» DATASET RECORDS:
%%
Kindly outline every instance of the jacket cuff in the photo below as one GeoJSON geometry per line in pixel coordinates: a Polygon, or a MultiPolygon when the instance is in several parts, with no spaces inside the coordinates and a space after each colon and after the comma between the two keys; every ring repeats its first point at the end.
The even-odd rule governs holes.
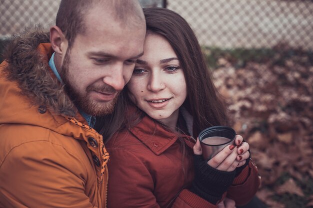
{"type": "Polygon", "coordinates": [[[182,190],[178,198],[193,208],[218,208],[216,205],[210,203],[187,189],[182,190]]]}
{"type": "Polygon", "coordinates": [[[236,186],[230,186],[228,190],[227,197],[234,200],[236,206],[242,206],[248,203],[256,193],[260,184],[260,177],[254,163],[251,161],[248,168],[249,175],[246,181],[236,186]]]}
{"type": "Polygon", "coordinates": [[[242,171],[240,174],[239,174],[236,178],[234,178],[232,182],[232,186],[238,185],[244,183],[248,179],[250,174],[250,169],[249,166],[246,166],[242,171]]]}

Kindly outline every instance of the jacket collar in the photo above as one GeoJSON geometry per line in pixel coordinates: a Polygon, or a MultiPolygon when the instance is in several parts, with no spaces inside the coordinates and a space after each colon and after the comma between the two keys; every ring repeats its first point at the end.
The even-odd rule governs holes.
{"type": "Polygon", "coordinates": [[[130,131],[156,155],[163,153],[179,137],[184,138],[186,143],[191,148],[194,145],[191,136],[170,132],[147,115],[130,128],[130,131]]]}
{"type": "Polygon", "coordinates": [[[76,123],[94,130],[88,129],[48,66],[53,52],[48,41],[47,33],[34,32],[16,37],[8,46],[0,65],[0,124],[40,126],[86,140],[84,129],[74,128],[76,123]]]}
{"type": "Polygon", "coordinates": [[[40,29],[14,36],[4,54],[7,64],[2,72],[8,80],[17,83],[32,105],[44,106],[56,114],[74,117],[76,108],[48,66],[53,53],[49,41],[48,33],[40,29]]]}

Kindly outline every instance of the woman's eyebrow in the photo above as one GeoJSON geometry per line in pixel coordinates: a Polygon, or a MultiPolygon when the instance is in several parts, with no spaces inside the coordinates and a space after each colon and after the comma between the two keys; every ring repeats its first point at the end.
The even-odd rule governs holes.
{"type": "Polygon", "coordinates": [[[172,61],[173,60],[178,60],[178,58],[176,57],[172,57],[172,58],[166,58],[165,59],[162,59],[160,60],[160,63],[167,63],[170,61],[172,61]]]}

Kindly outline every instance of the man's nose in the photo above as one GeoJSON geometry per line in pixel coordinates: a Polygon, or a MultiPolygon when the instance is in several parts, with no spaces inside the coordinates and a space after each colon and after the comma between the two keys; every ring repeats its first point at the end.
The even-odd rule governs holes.
{"type": "Polygon", "coordinates": [[[114,64],[109,74],[104,77],[103,82],[113,87],[116,90],[122,90],[125,85],[123,67],[122,63],[114,64]]]}

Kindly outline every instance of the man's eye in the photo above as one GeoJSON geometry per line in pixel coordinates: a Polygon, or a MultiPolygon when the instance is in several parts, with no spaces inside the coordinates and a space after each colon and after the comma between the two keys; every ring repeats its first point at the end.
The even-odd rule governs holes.
{"type": "Polygon", "coordinates": [[[126,62],[126,64],[131,65],[135,63],[136,62],[136,60],[134,59],[129,59],[126,60],[125,62],[126,62]]]}
{"type": "Polygon", "coordinates": [[[93,58],[92,60],[95,63],[97,64],[103,64],[106,62],[108,62],[110,59],[108,58],[93,58]]]}

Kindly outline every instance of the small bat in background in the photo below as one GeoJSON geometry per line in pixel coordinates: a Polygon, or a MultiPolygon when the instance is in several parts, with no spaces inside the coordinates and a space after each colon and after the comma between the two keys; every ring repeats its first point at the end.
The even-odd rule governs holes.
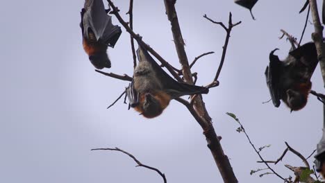
{"type": "Polygon", "coordinates": [[[137,51],[139,64],[133,80],[126,89],[130,106],[146,118],[161,114],[170,101],[184,95],[208,94],[209,89],[174,80],[140,45],[137,51]]]}
{"type": "Polygon", "coordinates": [[[98,69],[110,68],[106,51],[108,46],[115,45],[121,28],[112,24],[112,17],[107,15],[102,0],[85,0],[81,15],[83,49],[89,60],[98,69]]]}
{"type": "Polygon", "coordinates": [[[291,112],[299,110],[306,105],[312,86],[310,78],[318,63],[313,42],[297,49],[292,42],[292,46],[284,60],[274,55],[277,49],[271,51],[269,64],[265,73],[273,105],[278,107],[282,100],[291,112]]]}
{"type": "Polygon", "coordinates": [[[258,0],[235,0],[235,3],[249,10],[251,17],[255,20],[255,17],[251,12],[251,8],[258,0]]]}

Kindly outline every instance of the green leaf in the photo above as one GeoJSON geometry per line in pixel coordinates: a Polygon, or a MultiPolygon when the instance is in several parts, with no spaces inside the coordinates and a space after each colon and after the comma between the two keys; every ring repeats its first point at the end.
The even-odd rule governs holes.
{"type": "Polygon", "coordinates": [[[310,176],[310,174],[313,173],[314,171],[310,169],[305,169],[301,172],[301,174],[300,175],[300,181],[306,182],[307,180],[308,180],[308,177],[310,176]]]}

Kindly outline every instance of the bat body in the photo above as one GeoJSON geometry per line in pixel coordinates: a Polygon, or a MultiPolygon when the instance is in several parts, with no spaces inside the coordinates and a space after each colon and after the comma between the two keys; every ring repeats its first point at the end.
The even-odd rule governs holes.
{"type": "Polygon", "coordinates": [[[181,83],[170,77],[141,46],[133,80],[126,90],[130,105],[146,118],[161,114],[170,101],[184,95],[207,94],[208,89],[181,83]]]}
{"type": "Polygon", "coordinates": [[[107,15],[102,0],[86,0],[81,15],[83,49],[89,60],[97,69],[110,68],[107,49],[114,47],[121,28],[112,24],[112,17],[107,15]]]}
{"type": "Polygon", "coordinates": [[[273,104],[278,107],[280,100],[291,109],[299,110],[307,103],[312,87],[310,78],[318,63],[315,44],[309,42],[292,51],[284,60],[269,53],[269,64],[265,70],[267,85],[273,104]]]}

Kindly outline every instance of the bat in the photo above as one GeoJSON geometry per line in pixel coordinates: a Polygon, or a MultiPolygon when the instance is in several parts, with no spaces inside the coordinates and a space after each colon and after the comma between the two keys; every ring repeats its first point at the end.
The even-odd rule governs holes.
{"type": "Polygon", "coordinates": [[[139,64],[133,80],[126,89],[130,106],[146,118],[160,115],[171,100],[184,95],[208,94],[208,88],[174,80],[140,45],[137,50],[139,64]]]}
{"type": "Polygon", "coordinates": [[[83,49],[98,69],[110,68],[107,49],[114,47],[122,33],[121,28],[112,24],[112,17],[107,12],[102,0],[86,0],[81,12],[83,49]]]}
{"type": "Polygon", "coordinates": [[[318,63],[317,53],[313,42],[297,49],[292,49],[284,60],[269,53],[269,64],[265,69],[265,77],[273,105],[278,107],[282,100],[291,112],[299,110],[307,103],[312,87],[310,78],[318,63]]]}
{"type": "Polygon", "coordinates": [[[249,9],[251,12],[251,17],[253,19],[255,19],[254,16],[253,16],[253,13],[251,12],[251,8],[253,8],[258,1],[258,0],[235,0],[235,3],[249,9]]]}

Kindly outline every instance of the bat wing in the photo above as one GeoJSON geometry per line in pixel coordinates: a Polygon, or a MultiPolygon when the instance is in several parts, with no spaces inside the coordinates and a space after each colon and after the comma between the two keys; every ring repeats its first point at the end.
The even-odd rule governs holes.
{"type": "Polygon", "coordinates": [[[128,85],[128,87],[126,88],[126,96],[128,96],[131,107],[135,107],[139,105],[139,93],[134,89],[133,80],[128,85]]]}
{"type": "Polygon", "coordinates": [[[144,49],[140,45],[139,45],[139,49],[137,50],[137,55],[139,62],[149,62],[150,63],[157,78],[160,80],[162,88],[171,95],[172,98],[183,95],[208,94],[209,92],[209,89],[206,87],[182,83],[173,79],[156,62],[147,50],[144,49]]]}
{"type": "Polygon", "coordinates": [[[280,76],[282,72],[282,62],[277,55],[274,55],[276,50],[269,53],[269,64],[265,74],[273,105],[278,107],[281,103],[280,76]]]}
{"type": "Polygon", "coordinates": [[[97,41],[114,47],[122,31],[112,24],[112,17],[105,11],[102,0],[86,0],[84,9],[85,12],[81,10],[83,37],[88,38],[89,31],[92,31],[97,41]]]}
{"type": "Polygon", "coordinates": [[[306,43],[289,53],[292,56],[299,60],[303,67],[308,68],[308,79],[310,79],[315,69],[318,64],[317,51],[313,42],[306,43]]]}
{"type": "Polygon", "coordinates": [[[258,0],[235,0],[235,3],[251,10],[258,0]]]}

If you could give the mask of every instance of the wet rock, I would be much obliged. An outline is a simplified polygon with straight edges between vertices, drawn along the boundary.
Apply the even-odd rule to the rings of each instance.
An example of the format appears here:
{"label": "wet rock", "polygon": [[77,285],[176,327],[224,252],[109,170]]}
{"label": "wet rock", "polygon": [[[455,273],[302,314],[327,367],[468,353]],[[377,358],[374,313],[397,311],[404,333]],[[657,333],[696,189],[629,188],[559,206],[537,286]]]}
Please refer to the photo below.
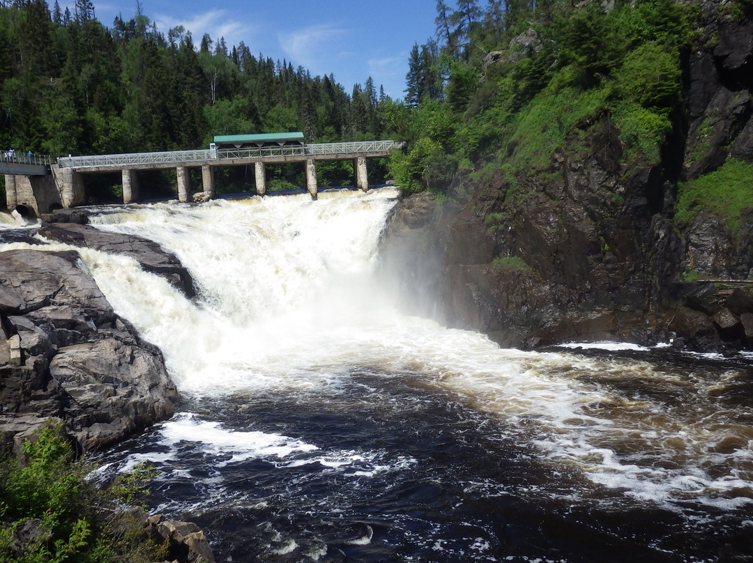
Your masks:
{"label": "wet rock", "polygon": [[178,394],[161,353],[115,315],[78,253],[0,253],[0,288],[6,449],[44,417],[62,418],[91,450],[172,415]]}
{"label": "wet rock", "polygon": [[130,235],[107,233],[89,225],[45,224],[39,234],[51,240],[81,246],[111,254],[130,256],[148,272],[167,279],[187,297],[195,295],[191,273],[170,252],[157,242]]}
{"label": "wet rock", "polygon": [[168,559],[187,563],[215,563],[206,536],[193,522],[163,520],[161,515],[147,519],[147,528],[159,544],[167,544]]}
{"label": "wet rock", "polygon": [[178,401],[161,358],[114,338],[60,348],[50,374],[69,399],[66,415],[87,450],[169,418]]}
{"label": "wet rock", "polygon": [[723,330],[733,329],[740,322],[737,315],[726,307],[715,313],[711,320]]}

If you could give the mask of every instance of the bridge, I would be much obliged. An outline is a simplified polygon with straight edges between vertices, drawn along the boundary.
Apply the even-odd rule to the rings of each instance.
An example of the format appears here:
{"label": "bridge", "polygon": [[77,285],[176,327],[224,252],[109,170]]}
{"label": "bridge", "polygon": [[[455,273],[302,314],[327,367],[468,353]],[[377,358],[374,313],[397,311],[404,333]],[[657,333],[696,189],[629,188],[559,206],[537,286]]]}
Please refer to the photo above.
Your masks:
{"label": "bridge", "polygon": [[20,174],[44,176],[50,173],[53,158],[47,154],[20,154],[10,155],[0,152],[0,174]]}
{"label": "bridge", "polygon": [[[202,190],[194,199],[206,200],[215,196],[213,169],[216,166],[255,166],[256,193],[267,193],[265,166],[268,164],[301,163],[306,166],[306,187],[316,199],[317,161],[352,160],[355,185],[368,190],[367,159],[385,158],[402,143],[395,141],[364,141],[343,143],[303,144],[297,146],[239,146],[197,151],[169,151],[151,153],[62,157],[56,160],[38,155],[33,163],[8,163],[0,173],[5,174],[6,199],[8,209],[19,205],[31,208],[36,215],[50,213],[61,207],[86,203],[82,175],[120,172],[123,179],[123,202],[139,199],[139,170],[170,169],[176,171],[178,199],[192,199],[193,189],[189,169],[201,168]],[[25,155],[17,157],[23,160]],[[12,165],[12,166],[11,166]],[[19,168],[18,166],[21,166]],[[32,166],[35,166],[32,168]],[[50,175],[47,178],[43,178]]]}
%%
» REQUIREMENT: Copy only the stretch running from the line containing "the bridge, I" to the final line of the entries, both ends included, exactly as it stands.

» RESPONSE:
If you could give the mask of every instance of the bridge, I would be much obliged. An outline is a simplified polygon with straight edges between vertices, drawn along the boundary.
Apply the even-odd rule to the rings of each instance.
An example of the format appears here:
{"label": "bridge", "polygon": [[77,285],[176,327],[224,252],[109,170]]}
{"label": "bridge", "polygon": [[[455,273],[302,314],[327,367],[468,353]],[[377,358],[374,313],[397,311],[404,333]],[[657,333],[696,189],[629,188],[559,206],[537,286]]]}
Please refer to the photo above.
Your masks:
{"label": "bridge", "polygon": [[20,174],[44,176],[50,173],[53,158],[47,154],[20,154],[10,155],[0,152],[0,174]]}
{"label": "bridge", "polygon": [[[202,190],[194,199],[206,200],[215,196],[213,169],[216,166],[255,166],[256,193],[267,193],[265,166],[268,164],[301,163],[306,166],[306,187],[316,199],[317,161],[352,160],[355,185],[368,190],[367,159],[385,158],[402,143],[395,141],[364,141],[343,143],[303,144],[297,146],[239,146],[197,151],[169,151],[151,153],[62,157],[56,160],[38,155],[33,163],[8,163],[0,173],[5,174],[6,199],[8,209],[19,205],[31,208],[36,215],[50,213],[61,207],[86,203],[82,175],[120,172],[123,179],[123,202],[139,199],[139,170],[170,169],[176,171],[178,199],[192,199],[193,189],[189,169],[201,168]],[[25,155],[17,157],[23,160]],[[12,165],[12,166],[11,166]],[[19,168],[18,166],[21,166]],[[32,166],[35,166],[32,168]],[[50,175],[47,178],[43,178]]]}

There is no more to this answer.